**EXERCISE GOAL:**
Go through the entries below and collect each line with the string "every" in it.

**MATERIAL SHOWN:**
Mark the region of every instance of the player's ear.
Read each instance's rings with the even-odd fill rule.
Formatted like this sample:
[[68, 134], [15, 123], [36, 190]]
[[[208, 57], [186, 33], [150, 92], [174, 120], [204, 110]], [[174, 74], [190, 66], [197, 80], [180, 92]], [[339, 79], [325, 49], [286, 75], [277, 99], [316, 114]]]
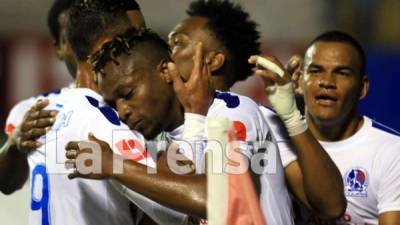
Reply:
[[206, 55], [205, 62], [211, 72], [217, 71], [225, 64], [225, 54], [222, 51], [211, 51]]
[[65, 49], [60, 46], [60, 44], [56, 44], [54, 42], [54, 49], [56, 51], [56, 56], [59, 60], [65, 59]]
[[160, 74], [161, 78], [167, 82], [168, 84], [172, 83], [171, 75], [168, 70], [168, 63], [171, 62], [170, 59], [161, 60], [160, 64], [158, 64], [157, 71]]
[[361, 80], [361, 90], [360, 90], [360, 96], [359, 96], [359, 100], [365, 98], [365, 96], [367, 96], [368, 93], [368, 89], [369, 89], [369, 80], [367, 75], [364, 75], [362, 80]]
[[297, 83], [297, 85], [295, 84], [295, 86], [297, 86], [297, 88], [296, 88], [296, 92], [297, 93], [301, 93], [301, 94], [304, 93], [304, 90], [306, 88], [306, 86], [305, 86], [306, 85], [305, 76], [307, 76], [307, 75], [304, 73], [304, 70], [300, 70], [299, 74], [298, 74], [297, 81], [292, 79], [292, 82]]

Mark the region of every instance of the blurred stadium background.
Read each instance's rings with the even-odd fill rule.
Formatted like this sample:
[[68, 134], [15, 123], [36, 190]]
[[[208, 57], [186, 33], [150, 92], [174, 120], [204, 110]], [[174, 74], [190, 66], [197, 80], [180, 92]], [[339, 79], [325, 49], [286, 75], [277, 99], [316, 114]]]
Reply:
[[[303, 53], [316, 35], [341, 29], [357, 37], [367, 52], [370, 92], [361, 110], [400, 130], [400, 1], [398, 0], [240, 0], [258, 22], [262, 50], [286, 61]], [[53, 54], [46, 27], [52, 0], [0, 0], [1, 127], [19, 100], [71, 82]], [[189, 0], [138, 0], [147, 25], [166, 37], [186, 17]], [[260, 97], [255, 78], [238, 89]], [[250, 89], [249, 89], [250, 88]], [[3, 134], [2, 134], [3, 135]], [[1, 140], [5, 137], [0, 135]], [[2, 224], [26, 224], [27, 189], [12, 197], [0, 194]], [[8, 219], [12, 220], [8, 220]]]

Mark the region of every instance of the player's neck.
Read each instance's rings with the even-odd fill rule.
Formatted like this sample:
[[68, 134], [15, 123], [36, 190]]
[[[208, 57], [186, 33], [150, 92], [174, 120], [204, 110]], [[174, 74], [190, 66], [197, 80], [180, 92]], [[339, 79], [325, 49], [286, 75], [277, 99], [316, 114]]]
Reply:
[[229, 87], [225, 84], [224, 77], [222, 75], [212, 76], [211, 82], [214, 88], [218, 91], [229, 91]]
[[97, 93], [100, 93], [95, 76], [88, 63], [80, 63], [78, 65], [75, 83], [76, 87], [78, 88], [89, 88]]
[[167, 125], [165, 130], [167, 132], [171, 132], [181, 126], [185, 120], [184, 113], [185, 112], [181, 103], [179, 102], [178, 98], [175, 98], [172, 101], [170, 113], [168, 117], [166, 117], [170, 123]]
[[340, 141], [353, 136], [363, 125], [357, 110], [338, 121], [319, 121], [307, 113], [307, 124], [314, 137], [320, 141]]

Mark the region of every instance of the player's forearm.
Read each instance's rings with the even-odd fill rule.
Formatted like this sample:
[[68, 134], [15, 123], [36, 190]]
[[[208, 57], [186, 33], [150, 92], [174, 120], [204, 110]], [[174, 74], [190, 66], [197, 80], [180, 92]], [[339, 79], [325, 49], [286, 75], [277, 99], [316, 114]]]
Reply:
[[29, 176], [27, 155], [7, 141], [0, 150], [0, 191], [9, 195], [22, 188]]
[[124, 173], [113, 174], [112, 178], [160, 204], [187, 214], [205, 217], [205, 175], [177, 175], [162, 168], [155, 174], [149, 174], [146, 166], [124, 161]]
[[340, 217], [346, 209], [340, 171], [307, 130], [291, 137], [297, 150], [308, 203], [322, 217]]

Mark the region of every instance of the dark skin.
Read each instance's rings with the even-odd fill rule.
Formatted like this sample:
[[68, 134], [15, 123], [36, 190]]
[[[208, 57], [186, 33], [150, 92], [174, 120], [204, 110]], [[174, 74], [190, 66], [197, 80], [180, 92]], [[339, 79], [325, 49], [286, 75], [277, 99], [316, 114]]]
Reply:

**EXPECTED ANSWER:**
Mark the region of every instance of the player's ear.
Mark the region of every instance of the blurred stadium background.
Mark the region of every instance of the player's neck.
Mark the region of every instance of the player's forearm.
Mark the region of every instance of the dark skin.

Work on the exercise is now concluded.